── PROVIDED RECORDS ──

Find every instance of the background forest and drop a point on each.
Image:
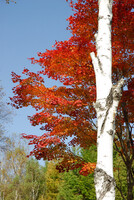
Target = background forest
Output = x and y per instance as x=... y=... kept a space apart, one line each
x=23 y=178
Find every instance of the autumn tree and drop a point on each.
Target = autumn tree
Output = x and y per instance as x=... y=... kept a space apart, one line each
x=84 y=66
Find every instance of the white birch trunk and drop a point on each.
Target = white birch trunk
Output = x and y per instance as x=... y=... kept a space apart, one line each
x=108 y=97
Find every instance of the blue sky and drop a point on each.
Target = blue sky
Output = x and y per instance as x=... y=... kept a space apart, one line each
x=28 y=27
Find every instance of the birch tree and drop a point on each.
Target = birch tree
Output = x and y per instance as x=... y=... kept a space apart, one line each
x=67 y=111
x=108 y=97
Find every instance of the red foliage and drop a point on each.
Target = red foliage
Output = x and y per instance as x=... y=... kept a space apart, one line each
x=67 y=111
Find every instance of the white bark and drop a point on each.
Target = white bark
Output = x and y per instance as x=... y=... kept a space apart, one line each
x=108 y=97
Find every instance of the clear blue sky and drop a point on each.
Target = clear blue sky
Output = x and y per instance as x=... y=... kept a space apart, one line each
x=28 y=27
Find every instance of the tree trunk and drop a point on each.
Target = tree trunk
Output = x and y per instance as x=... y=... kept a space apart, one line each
x=108 y=97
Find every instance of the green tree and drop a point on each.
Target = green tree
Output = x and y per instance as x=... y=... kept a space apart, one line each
x=53 y=181
x=12 y=168
x=33 y=182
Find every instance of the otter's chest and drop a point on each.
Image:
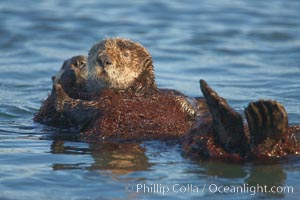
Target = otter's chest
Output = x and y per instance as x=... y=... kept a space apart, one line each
x=126 y=116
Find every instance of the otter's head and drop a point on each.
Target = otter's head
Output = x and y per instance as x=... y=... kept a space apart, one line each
x=120 y=64
x=73 y=71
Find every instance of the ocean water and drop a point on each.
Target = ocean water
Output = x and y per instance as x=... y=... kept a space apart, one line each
x=246 y=50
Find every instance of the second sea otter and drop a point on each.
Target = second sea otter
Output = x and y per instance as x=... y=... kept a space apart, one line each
x=124 y=103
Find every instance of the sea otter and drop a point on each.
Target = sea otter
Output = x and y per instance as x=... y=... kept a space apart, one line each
x=121 y=101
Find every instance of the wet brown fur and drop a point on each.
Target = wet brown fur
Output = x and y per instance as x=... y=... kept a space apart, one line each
x=141 y=111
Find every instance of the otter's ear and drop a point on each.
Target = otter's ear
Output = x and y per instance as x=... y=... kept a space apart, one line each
x=145 y=83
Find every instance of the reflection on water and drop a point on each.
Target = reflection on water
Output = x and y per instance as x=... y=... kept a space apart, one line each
x=118 y=158
x=245 y=49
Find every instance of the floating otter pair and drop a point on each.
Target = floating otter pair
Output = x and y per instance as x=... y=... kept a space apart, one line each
x=112 y=95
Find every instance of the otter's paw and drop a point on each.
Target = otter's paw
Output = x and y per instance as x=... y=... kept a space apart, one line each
x=267 y=119
x=188 y=105
x=228 y=123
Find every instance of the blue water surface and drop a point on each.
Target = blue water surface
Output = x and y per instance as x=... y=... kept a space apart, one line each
x=246 y=50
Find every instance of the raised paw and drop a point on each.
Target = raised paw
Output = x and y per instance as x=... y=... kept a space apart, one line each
x=266 y=119
x=228 y=123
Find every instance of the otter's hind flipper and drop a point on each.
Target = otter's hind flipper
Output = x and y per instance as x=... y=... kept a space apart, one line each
x=267 y=119
x=228 y=123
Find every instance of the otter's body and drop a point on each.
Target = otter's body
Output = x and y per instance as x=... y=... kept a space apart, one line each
x=118 y=100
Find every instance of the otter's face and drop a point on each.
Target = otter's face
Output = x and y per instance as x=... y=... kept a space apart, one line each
x=116 y=63
x=73 y=71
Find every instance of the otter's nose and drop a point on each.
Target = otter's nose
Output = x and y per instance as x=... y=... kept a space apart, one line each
x=104 y=60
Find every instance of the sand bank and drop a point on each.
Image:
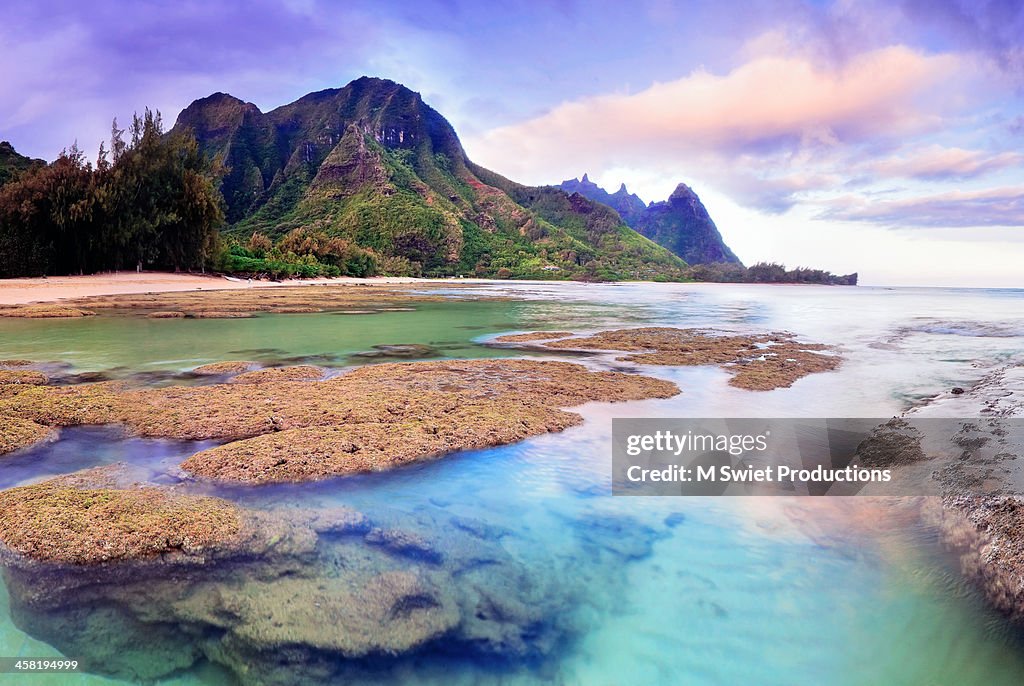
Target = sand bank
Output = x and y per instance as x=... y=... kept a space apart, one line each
x=50 y=289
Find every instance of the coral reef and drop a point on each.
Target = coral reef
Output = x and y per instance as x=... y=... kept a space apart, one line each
x=18 y=433
x=41 y=311
x=758 y=362
x=223 y=368
x=271 y=374
x=372 y=418
x=55 y=523
x=288 y=595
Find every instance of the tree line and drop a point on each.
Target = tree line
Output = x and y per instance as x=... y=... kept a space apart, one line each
x=766 y=272
x=151 y=201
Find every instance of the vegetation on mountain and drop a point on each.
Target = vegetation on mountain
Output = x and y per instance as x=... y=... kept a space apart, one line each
x=150 y=201
x=628 y=205
x=368 y=179
x=13 y=164
x=680 y=223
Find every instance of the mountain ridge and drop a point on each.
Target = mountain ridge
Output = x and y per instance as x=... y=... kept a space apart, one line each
x=680 y=223
x=372 y=164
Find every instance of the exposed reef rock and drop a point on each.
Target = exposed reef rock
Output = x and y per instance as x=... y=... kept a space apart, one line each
x=55 y=523
x=223 y=368
x=239 y=302
x=44 y=311
x=31 y=377
x=758 y=362
x=283 y=596
x=399 y=351
x=370 y=419
x=20 y=433
x=269 y=374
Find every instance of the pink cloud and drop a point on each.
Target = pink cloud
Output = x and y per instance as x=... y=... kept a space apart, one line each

───

Rewrite all the records above, replacing "drop a point" with "place a marker" wherever it occurs and keeping everything else unchanged. Leave the pictures out.

Find every instance of the background forest and place a marker on each.
Image:
Target = background forest
Output = x and y per instance as x=... y=... kept a space apart, one line each
x=23 y=178
Find every instance of the autumn tree and place a marker on each.
Target = autumn tree
Output = x and y per instance as x=... y=... kept a space apart, one line each
x=84 y=66
Find every instance of the white birch trunk and place a marker on each.
Target = white birch trunk
Output = x and y per instance as x=... y=... kept a space apart, one line each
x=108 y=97
Find every instance of the blue sky and place a marker on each.
Target = blue sky
Output = x and y per instance as x=... y=... kept a space apart, one line each
x=28 y=27
Find every instance of the birch tree and place a marker on each.
Target = birch tree
Output = x and y per instance as x=... y=... kept a space apart, one line each
x=67 y=111
x=108 y=97
Find every instance of the red foliage and place a marker on each.
Target = red foliage
Output = x and y per instance as x=... y=... kept a space apart, one line each
x=67 y=111
Find every instance of the white bark and place a marker on each.
Target = white bark
Output = x and y per instance as x=... y=... kept a space apart, one line each
x=108 y=97
Find every instance of the clear blue sky and place a marker on each.
Target = clear blue sky
Output = x and y per instance as x=... y=... kept a space apart, one line each
x=28 y=27
Find every instance of the tree trunk and place a marker on each.
Target = tree trunk
Output = x and y per instance as x=... y=... kept a space apart, one line each
x=108 y=97
Find every instance of the green tree and place a marker on each.
Target = green tree
Output = x and y per instance as x=... y=... kept a space apart, one line each
x=53 y=181
x=12 y=168
x=33 y=182
Find every instance of the otter's chest and place a marker on each.
Image:
Target = otter's chest
Output = x and y per instance as x=... y=... kept a space apart, one line each
x=126 y=116
Find every instance of the otter's head and place a marker on each.
Target = otter's head
Output = x and y per instance as x=... y=... kept a space apart, one line each
x=120 y=64
x=73 y=71
Find every instance of the ocean water and place a marker on each.
Target = ocean water
Output = x and y per instance as x=... y=... kept a space apart, one line each
x=246 y=50
Find every instance of the second sea otter and place a marker on each.
Target = second sea otter
Output = x and y per instance as x=... y=... kept a space apart, one line each
x=124 y=103
Find every instance of the sea otter and place a marker on each.
Target = sea otter
Output = x and y per instance as x=... y=... kept a space apart, one line each
x=121 y=101
Find every instance of the wet brown fur and place a marker on each.
Target = wet brown fur
Output = x and y per instance as x=... y=... kept a space apart, one line each
x=141 y=111
Find every instance of the otter's ear and place a marker on each.
Target = otter's ear
Output = x and y per instance as x=... y=... kept a space apart, one line each
x=145 y=83
Find every instance of the reflection on water and place a marker on each.
Target = reflection on water
Output = x and y per instance as x=... y=... kept a space apart, one line each
x=118 y=158
x=245 y=49
Find every instance of the floating otter pair and place a marker on each.
Target = floating otter pair
Output = x and y per instance as x=... y=... kept a space apart, one line each
x=112 y=95
Find every instance of the otter's paw and place a marker on each.
Target = otter's paw
Output = x and y per instance as x=... y=... kept a space apart, one line each
x=267 y=119
x=188 y=105
x=228 y=123
Find every instance of the blue water surface and place a marker on each.
Target = blue water surface
Output = x and y per instance as x=... y=... kept a space apart, one line each
x=246 y=50
Find every instance of the raised paw and place a marker on each.
Target = raised paw
Output = x and y per instance as x=... y=... kept a space apart, one line each
x=266 y=119
x=228 y=123
Find every instance of the otter's hind flipper and place a marker on each.
Target = otter's hind flipper
Output = x and y per instance as x=... y=... kept a space apart, one line each
x=267 y=119
x=228 y=123
Find every instance of the otter's body and place a marker on each.
Target = otter's body
Output = x and y per instance as x=... y=... kept a space apart, one line each
x=118 y=100
Find every instance of the otter's face and place a marker on each.
Target = otter's face
Output = x and y per instance as x=... y=... kept a space apart, one line each
x=116 y=63
x=73 y=71
Find every instance of the otter's nose and place a marker on each.
Target = otter's nose
Output = x and y per instance as x=... y=... kept a space apart, one line each
x=104 y=60
Find every instance of the sand bank and place a marker on each.
Image:
Target = sand bank
Output = x and y per instance as x=... y=... kept a space apart, one line each
x=50 y=289
Find every instance of the coral reef and place a marker on each.
Target = coral reef
Output = x and y per instance as x=... y=... kept a space apart, one line each
x=18 y=433
x=41 y=311
x=758 y=362
x=223 y=368
x=271 y=374
x=372 y=418
x=55 y=523
x=288 y=595
Find every instance of the tree line and place a marker on each.
Target = tree line
Output = x and y per instance as x=... y=... kept a space apart, one line each
x=766 y=272
x=151 y=201
Find every instance of the vegetation on mountain and place a marker on each.
Target = vegetation on mountain
Output = x and y per instance as x=... y=... kept a space apart, one line each
x=150 y=201
x=628 y=205
x=368 y=179
x=13 y=164
x=680 y=223
Find every instance of the mountain ridge and place a marker on each.
Target = mountain ridge
Output = x and y per instance as x=... y=... kept a space apart, one line each
x=680 y=223
x=372 y=164
Find every instance of the exposed reef rock and place a marker on each.
Target = exposed reef rock
Output = x and y per instance as x=... y=... kept a space apart, one line each
x=55 y=523
x=223 y=368
x=239 y=302
x=44 y=311
x=31 y=377
x=758 y=362
x=283 y=596
x=399 y=351
x=370 y=419
x=20 y=433
x=269 y=374
Find every instance of the pink cloud and place a marker on each.
Target = pink cloud
Output = x and y per instance as x=... y=... kept a space apart, one line each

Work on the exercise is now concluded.